Selected excerpt:
......

An Indigo Use Case: Studying MRI Images Without Possessing Them
As we work toward AT&T Network 3.0 Indigo, it’s always good to explain what we’re doing. And explain it again.
Indigo will help data-power your world. Here’s how.
It will start with the best qualities of our evolving network, including high speeds and low latency, or lag time. The network must be fast and flexible because huge volumes of data have to move.
Riding the network will be applications – the things that will improve your world with their data power. Maybe it’s a bank’s payment system. Maybe it’s an algorithm for a scientific study. It’s basically software housed on a computer somewhere.
In between the network and the applications will be the guts of Indigo – a platform. If you’re computer-minded, you might call it an abstraction layer. If you’re not, think of a round wooden spool with holes around the outside in a children’s construction set. All the different sticks plug into it. It’s the hub for the spokes.
The spokes include a straw in the cloud where data lives. Maybe it’s a name-brand public cloud, or maybe it’s your own. The straw is secured, and nobody gets access to the straw without multiple identity checks.
Here is an example of how Indigo could help solve a real-world problem:
A hospital system has many locations. Its technicians perform thousands of MRIs at these various locations. The first step in Indigo is to make sure that the right people, and not the wrong people, can access the images easily from any location.
But that’s not enough.
A university researcher wants to develop an algorithm that can detect cancerous tumors earlier than ever before by scanning MRI images. To create, test and improve the algorithm, the researcher needs to train it on thousands of images. But those are private, and they are the property of the hospital system.
A start-up company has a similar idea. It wants to test its idea on those MRI images, too.
The hospital has some hurdles. Patient privacy is one. Also, the MRIs have a dollar value as raw data, but it may be hard to determine. It’d be nice to charge the startup for access, but not give it too much access – certainly not an actual download of the images.

......

Dataset extract:

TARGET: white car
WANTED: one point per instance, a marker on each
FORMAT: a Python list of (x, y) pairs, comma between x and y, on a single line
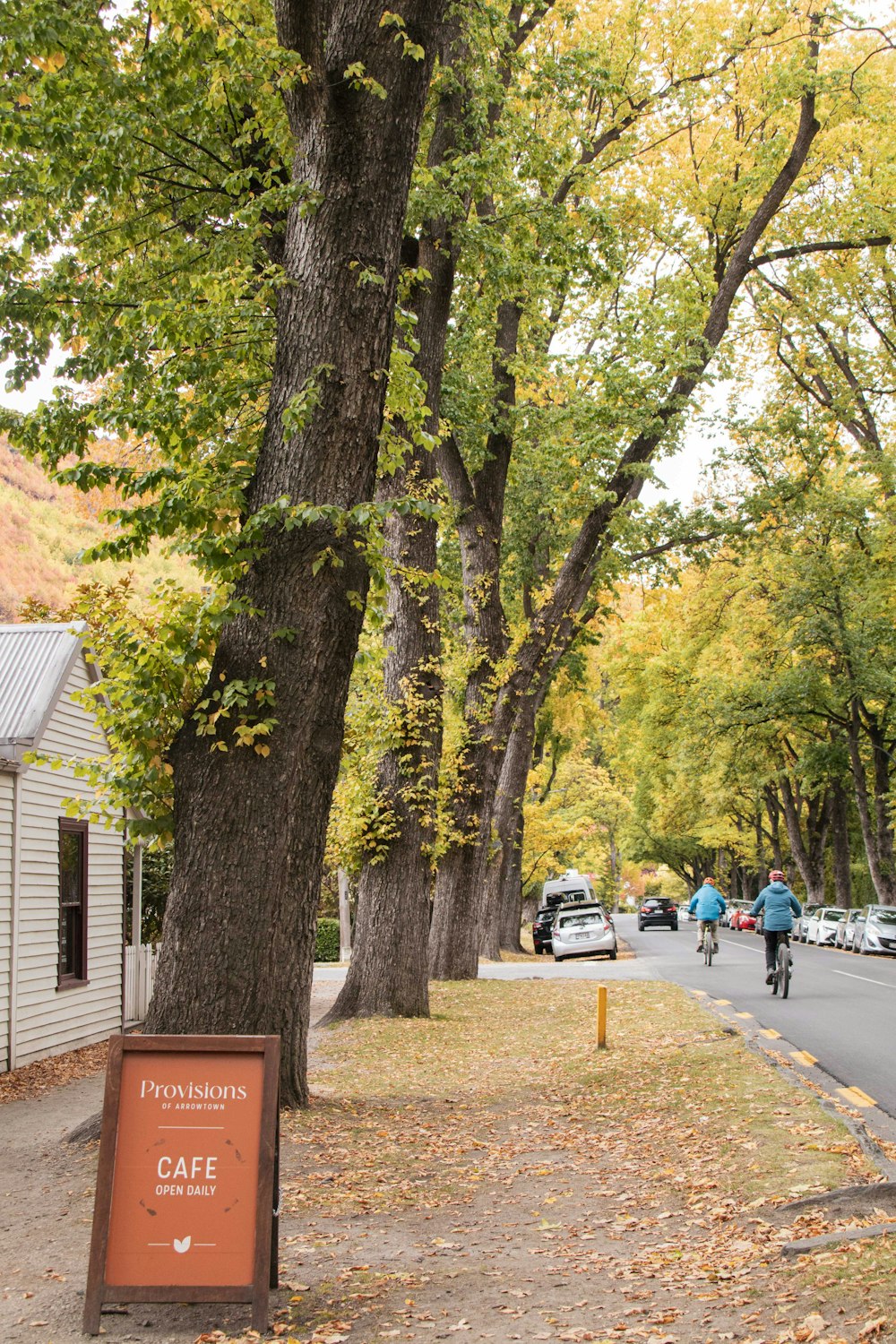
[(583, 930), (821, 926)]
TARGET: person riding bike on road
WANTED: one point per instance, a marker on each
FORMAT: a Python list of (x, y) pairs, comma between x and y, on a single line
[(780, 905), (708, 903)]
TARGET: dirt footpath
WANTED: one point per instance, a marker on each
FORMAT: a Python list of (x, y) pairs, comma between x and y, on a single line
[(533, 1212)]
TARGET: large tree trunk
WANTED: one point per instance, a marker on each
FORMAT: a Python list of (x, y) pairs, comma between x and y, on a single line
[(872, 806), (840, 843), (809, 849), (454, 937), (503, 892), (389, 968), (249, 831)]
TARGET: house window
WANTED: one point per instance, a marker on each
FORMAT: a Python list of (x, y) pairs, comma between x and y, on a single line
[(73, 902)]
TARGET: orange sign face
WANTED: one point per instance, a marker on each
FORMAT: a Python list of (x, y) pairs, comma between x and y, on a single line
[(185, 1206), (185, 1179)]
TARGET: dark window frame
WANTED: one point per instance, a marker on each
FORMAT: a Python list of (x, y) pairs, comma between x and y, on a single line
[(70, 978)]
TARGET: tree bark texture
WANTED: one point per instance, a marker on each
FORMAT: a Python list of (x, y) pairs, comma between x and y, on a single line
[(840, 846), (807, 849), (872, 804), (389, 969), (249, 831), (503, 890)]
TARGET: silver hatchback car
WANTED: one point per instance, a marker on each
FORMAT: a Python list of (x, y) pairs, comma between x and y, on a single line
[(583, 930)]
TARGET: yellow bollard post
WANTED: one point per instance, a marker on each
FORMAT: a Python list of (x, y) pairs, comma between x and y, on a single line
[(602, 1015)]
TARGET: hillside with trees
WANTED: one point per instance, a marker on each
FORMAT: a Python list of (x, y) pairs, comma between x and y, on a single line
[(401, 381)]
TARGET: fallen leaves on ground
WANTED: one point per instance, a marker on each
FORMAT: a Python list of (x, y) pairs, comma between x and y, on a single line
[(34, 1080)]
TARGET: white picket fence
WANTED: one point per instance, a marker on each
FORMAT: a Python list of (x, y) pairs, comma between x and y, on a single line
[(140, 972)]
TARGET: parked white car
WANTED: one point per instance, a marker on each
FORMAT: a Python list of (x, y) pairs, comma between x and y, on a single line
[(821, 927), (583, 930)]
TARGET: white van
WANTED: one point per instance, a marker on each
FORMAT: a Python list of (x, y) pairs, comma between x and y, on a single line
[(571, 886)]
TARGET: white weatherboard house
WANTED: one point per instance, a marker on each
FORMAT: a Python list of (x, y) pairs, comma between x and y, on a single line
[(61, 879)]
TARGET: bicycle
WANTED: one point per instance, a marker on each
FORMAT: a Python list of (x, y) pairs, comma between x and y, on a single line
[(707, 946), (780, 975)]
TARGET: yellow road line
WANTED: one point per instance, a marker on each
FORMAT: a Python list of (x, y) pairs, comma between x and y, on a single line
[(856, 1097)]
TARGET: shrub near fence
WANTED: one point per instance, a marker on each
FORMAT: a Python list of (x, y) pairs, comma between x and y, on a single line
[(327, 945)]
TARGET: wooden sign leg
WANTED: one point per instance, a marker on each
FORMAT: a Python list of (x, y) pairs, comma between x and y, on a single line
[(93, 1303)]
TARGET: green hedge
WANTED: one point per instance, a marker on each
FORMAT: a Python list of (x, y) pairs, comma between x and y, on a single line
[(327, 945)]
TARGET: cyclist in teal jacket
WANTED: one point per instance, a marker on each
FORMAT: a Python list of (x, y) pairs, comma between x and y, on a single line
[(780, 905), (708, 903)]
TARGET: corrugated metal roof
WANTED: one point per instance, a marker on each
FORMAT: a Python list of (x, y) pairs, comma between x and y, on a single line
[(34, 661)]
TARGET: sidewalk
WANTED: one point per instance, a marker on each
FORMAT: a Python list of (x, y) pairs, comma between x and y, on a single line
[(489, 1175)]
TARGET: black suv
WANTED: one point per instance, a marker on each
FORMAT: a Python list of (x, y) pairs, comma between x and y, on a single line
[(657, 910), (541, 929)]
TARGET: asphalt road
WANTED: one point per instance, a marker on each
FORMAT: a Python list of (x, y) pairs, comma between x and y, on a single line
[(841, 1007)]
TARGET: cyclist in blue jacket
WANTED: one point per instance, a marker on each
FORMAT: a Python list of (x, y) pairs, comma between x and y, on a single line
[(708, 903), (780, 906)]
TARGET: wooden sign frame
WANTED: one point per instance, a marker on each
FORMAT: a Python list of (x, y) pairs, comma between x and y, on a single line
[(265, 1273)]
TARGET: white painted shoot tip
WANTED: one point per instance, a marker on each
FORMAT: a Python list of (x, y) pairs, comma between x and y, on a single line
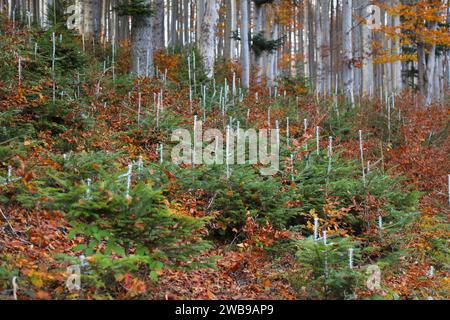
[(350, 258), (316, 228), (88, 189)]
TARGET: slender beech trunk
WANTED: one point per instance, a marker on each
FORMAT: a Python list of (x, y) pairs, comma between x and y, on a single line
[(207, 36), (347, 10), (158, 25), (142, 45)]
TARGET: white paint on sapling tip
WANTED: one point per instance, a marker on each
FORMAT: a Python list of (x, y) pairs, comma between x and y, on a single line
[(9, 176), (361, 150), (287, 131), (317, 140), (380, 223), (88, 189), (227, 151), (316, 228), (128, 185), (431, 271)]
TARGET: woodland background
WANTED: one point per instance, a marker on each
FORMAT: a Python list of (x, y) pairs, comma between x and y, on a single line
[(89, 95)]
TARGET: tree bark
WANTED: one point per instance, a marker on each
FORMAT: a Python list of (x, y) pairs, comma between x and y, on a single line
[(91, 18), (230, 26), (141, 45), (347, 9), (158, 25), (245, 48), (207, 36)]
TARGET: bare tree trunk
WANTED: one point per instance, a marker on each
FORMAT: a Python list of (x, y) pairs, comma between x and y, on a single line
[(142, 45), (368, 76), (91, 18), (207, 36), (245, 49), (230, 26), (430, 69), (311, 34), (173, 23), (347, 10), (158, 25), (397, 82), (200, 6), (186, 7), (319, 50), (258, 30)]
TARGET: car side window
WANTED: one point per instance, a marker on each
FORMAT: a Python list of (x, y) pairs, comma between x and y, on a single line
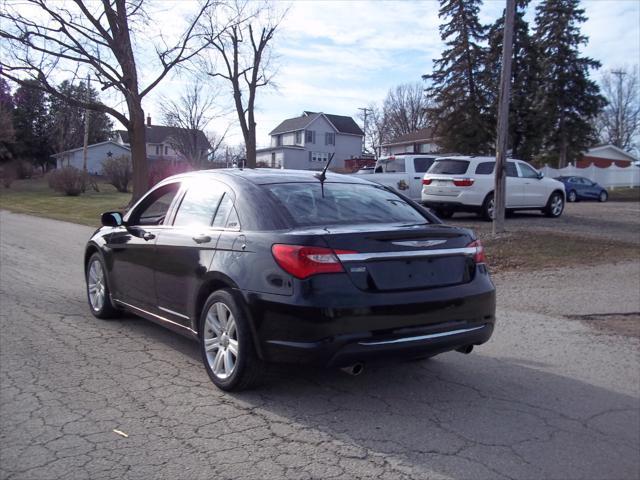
[(527, 171), (199, 205), (154, 208)]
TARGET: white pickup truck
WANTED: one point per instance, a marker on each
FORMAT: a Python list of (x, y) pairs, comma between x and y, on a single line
[(403, 172)]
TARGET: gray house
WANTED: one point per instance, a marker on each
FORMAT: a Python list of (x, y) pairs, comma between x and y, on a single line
[(96, 154), (306, 142)]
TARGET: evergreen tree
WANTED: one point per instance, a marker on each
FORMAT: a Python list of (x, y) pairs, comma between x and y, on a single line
[(525, 129), (31, 124), (67, 130), (460, 116), (570, 100)]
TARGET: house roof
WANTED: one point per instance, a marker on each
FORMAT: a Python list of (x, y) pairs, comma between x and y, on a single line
[(422, 135), (341, 123), (116, 144), (162, 133)]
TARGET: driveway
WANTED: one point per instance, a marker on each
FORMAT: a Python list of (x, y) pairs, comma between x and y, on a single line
[(546, 398)]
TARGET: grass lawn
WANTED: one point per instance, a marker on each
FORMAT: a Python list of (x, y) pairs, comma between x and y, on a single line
[(525, 251), (34, 197)]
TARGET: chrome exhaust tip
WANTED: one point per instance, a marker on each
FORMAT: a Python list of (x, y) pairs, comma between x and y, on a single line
[(353, 370)]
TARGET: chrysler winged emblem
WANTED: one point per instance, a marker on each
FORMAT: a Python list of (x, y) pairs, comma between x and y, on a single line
[(419, 243)]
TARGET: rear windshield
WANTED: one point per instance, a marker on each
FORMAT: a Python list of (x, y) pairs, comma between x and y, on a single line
[(343, 203), (449, 167), (421, 165), (391, 165)]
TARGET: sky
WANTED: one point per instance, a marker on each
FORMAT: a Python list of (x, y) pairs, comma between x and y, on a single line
[(340, 55)]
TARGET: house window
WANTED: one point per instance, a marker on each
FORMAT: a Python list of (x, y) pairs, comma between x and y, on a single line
[(330, 138), (310, 136)]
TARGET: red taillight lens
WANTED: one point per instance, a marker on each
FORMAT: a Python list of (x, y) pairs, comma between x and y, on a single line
[(302, 262), (463, 182), (478, 256)]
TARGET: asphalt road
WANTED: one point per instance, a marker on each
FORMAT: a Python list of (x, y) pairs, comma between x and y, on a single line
[(546, 398)]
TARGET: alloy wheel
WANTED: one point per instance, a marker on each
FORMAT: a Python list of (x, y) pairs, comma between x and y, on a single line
[(96, 286), (221, 340)]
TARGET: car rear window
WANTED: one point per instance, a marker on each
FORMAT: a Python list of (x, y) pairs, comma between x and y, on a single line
[(449, 167), (343, 203), (421, 165), (485, 168)]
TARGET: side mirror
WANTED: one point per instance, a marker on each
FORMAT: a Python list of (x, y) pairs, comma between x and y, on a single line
[(111, 219)]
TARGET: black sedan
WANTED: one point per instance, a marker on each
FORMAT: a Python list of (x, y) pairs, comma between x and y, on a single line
[(277, 266), (581, 188)]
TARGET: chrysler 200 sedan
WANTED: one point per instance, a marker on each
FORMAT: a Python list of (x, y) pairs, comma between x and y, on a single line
[(268, 266)]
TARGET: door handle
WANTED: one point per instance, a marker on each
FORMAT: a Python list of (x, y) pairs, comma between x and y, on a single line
[(202, 238)]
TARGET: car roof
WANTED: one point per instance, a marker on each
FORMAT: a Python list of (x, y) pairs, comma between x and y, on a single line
[(263, 176)]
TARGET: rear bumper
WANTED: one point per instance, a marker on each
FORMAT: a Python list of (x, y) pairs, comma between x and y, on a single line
[(365, 328)]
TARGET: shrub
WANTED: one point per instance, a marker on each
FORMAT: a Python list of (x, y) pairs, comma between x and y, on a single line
[(161, 169), (69, 180), (117, 171)]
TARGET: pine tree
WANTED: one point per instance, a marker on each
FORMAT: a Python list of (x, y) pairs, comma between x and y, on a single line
[(67, 129), (460, 116), (570, 100), (31, 124), (525, 129)]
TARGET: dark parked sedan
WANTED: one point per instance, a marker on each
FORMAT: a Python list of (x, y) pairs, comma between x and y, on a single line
[(581, 188), (276, 266)]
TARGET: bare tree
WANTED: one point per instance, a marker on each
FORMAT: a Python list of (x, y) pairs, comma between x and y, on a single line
[(190, 115), (405, 109), (81, 37), (619, 122), (244, 47)]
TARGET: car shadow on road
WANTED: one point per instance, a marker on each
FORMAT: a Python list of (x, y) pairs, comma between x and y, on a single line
[(464, 416)]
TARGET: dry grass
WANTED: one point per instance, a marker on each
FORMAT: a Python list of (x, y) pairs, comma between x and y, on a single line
[(537, 250), (34, 197)]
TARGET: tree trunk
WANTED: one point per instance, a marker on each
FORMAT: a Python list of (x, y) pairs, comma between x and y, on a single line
[(138, 145)]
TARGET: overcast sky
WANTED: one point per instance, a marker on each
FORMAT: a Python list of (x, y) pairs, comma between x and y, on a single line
[(337, 56)]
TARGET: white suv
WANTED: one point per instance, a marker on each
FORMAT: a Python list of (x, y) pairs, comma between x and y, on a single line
[(465, 184)]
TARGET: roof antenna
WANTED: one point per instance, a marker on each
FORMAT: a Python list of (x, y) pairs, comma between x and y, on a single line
[(322, 176)]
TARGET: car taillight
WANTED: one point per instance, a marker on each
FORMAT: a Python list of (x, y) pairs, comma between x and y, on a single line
[(478, 256), (463, 182), (303, 262)]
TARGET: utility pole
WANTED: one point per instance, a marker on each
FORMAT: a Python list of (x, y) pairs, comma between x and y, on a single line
[(87, 113), (503, 119), (619, 112), (365, 114)]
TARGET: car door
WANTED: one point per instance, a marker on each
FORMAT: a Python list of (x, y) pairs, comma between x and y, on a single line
[(515, 187), (133, 247), (186, 249), (535, 191)]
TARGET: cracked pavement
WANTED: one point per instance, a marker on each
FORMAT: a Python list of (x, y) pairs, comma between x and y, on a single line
[(545, 398)]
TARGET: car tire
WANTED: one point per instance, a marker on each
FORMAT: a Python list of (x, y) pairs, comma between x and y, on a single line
[(555, 205), (444, 213), (488, 208), (226, 343), (98, 292)]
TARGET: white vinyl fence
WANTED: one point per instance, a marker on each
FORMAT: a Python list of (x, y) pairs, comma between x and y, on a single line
[(610, 177)]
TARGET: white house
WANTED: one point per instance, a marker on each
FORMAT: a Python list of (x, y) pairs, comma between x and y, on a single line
[(306, 142), (96, 154)]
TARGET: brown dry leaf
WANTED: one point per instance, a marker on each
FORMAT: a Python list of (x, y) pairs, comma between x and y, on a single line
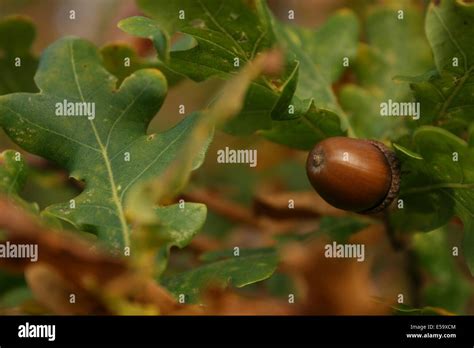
[(54, 292), (331, 286), (306, 205), (226, 302), (68, 264)]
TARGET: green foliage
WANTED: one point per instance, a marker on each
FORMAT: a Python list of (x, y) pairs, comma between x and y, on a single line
[(114, 56), (252, 266), (94, 150), (16, 78), (13, 174), (394, 47), (446, 93), (177, 228), (291, 110), (448, 288), (438, 186)]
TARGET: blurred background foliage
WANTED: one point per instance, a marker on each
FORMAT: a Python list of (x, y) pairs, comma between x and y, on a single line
[(244, 203)]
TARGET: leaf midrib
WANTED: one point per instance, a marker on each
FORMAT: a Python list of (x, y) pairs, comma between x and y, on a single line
[(104, 153)]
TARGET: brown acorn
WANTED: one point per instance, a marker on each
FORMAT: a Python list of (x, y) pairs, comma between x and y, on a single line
[(362, 176)]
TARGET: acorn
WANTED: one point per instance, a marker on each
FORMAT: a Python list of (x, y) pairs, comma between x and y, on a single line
[(358, 175)]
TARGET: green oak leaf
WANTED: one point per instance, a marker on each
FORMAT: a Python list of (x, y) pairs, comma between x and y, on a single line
[(223, 39), (448, 287), (16, 37), (446, 95), (320, 60), (179, 225), (111, 152), (437, 186), (387, 54), (237, 271), (13, 175), (115, 54)]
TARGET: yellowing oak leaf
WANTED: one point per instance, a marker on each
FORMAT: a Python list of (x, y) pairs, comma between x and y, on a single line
[(96, 130)]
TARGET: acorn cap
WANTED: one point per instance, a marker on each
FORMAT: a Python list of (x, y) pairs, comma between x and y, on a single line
[(358, 175), (394, 164)]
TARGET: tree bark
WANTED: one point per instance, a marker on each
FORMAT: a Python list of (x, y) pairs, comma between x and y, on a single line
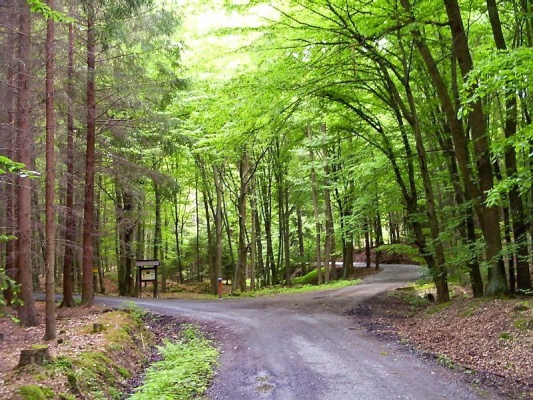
[(218, 228), (314, 194), (27, 312), (518, 215), (50, 317), (87, 293)]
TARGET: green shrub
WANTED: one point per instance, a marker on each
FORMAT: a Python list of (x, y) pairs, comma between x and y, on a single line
[(185, 370)]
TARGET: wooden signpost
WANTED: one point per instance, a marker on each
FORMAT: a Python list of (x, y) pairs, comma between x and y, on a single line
[(147, 272)]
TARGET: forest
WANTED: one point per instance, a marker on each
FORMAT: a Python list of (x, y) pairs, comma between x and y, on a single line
[(255, 141)]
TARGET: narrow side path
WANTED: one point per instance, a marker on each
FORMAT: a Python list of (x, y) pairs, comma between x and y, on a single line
[(304, 347)]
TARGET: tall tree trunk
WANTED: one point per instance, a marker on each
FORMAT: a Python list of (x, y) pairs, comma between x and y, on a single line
[(368, 254), (27, 312), (490, 218), (330, 235), (87, 293), (10, 137), (301, 244), (519, 220), (218, 230), (314, 194), (240, 270), (271, 270), (258, 242), (286, 231), (177, 235), (50, 317)]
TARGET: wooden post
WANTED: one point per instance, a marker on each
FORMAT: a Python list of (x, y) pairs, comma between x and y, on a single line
[(38, 354)]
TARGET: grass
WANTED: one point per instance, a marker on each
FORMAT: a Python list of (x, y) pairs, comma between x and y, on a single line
[(300, 288), (184, 372)]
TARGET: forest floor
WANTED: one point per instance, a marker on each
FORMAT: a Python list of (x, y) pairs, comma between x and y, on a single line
[(489, 338)]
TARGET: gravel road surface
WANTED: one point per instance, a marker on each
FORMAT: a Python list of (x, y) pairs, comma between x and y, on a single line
[(304, 347)]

......

Requirement: Continue the piece on the Indigo MRI use case, starting after its last sentence.

Result of the exercise:
That’s where Indigo comes into play, in something we’re calling a data community. The hospital can own a data community, invite members, and set rules. Community members, like the university researchers and the start-up, might get a detailed description of a data set – in this case, the MRIs. But they wouldn’t have full access to the raw data.
Connectivity and security technologies will guard the community walls, such as those used in AT&T NetBond. Also standing guard will be multi-factor, network-based authentication. Inside, the members can write or execute their own computer code. But, per rules set by the hospital, they are limited on the results they can retrieve.
In this case, they can only get aggregated (grouped) data, not individual records. They can see an MRI image, but not any other data associated with it, like the name of the patient.
All activity will be subject to full and accurate auditing – a key for security and other important factors like academic attribution.
In this example, the hospital has guarded patient privacy, advanced the cure of cancer, and made some money from its data.
Today, people often talk about data in terms like “usefulness versus security,” or “usefulness versus privacy.” What if it became “useful and secure,” and “useful and private?”
That’s the world we’re creating with Indigo.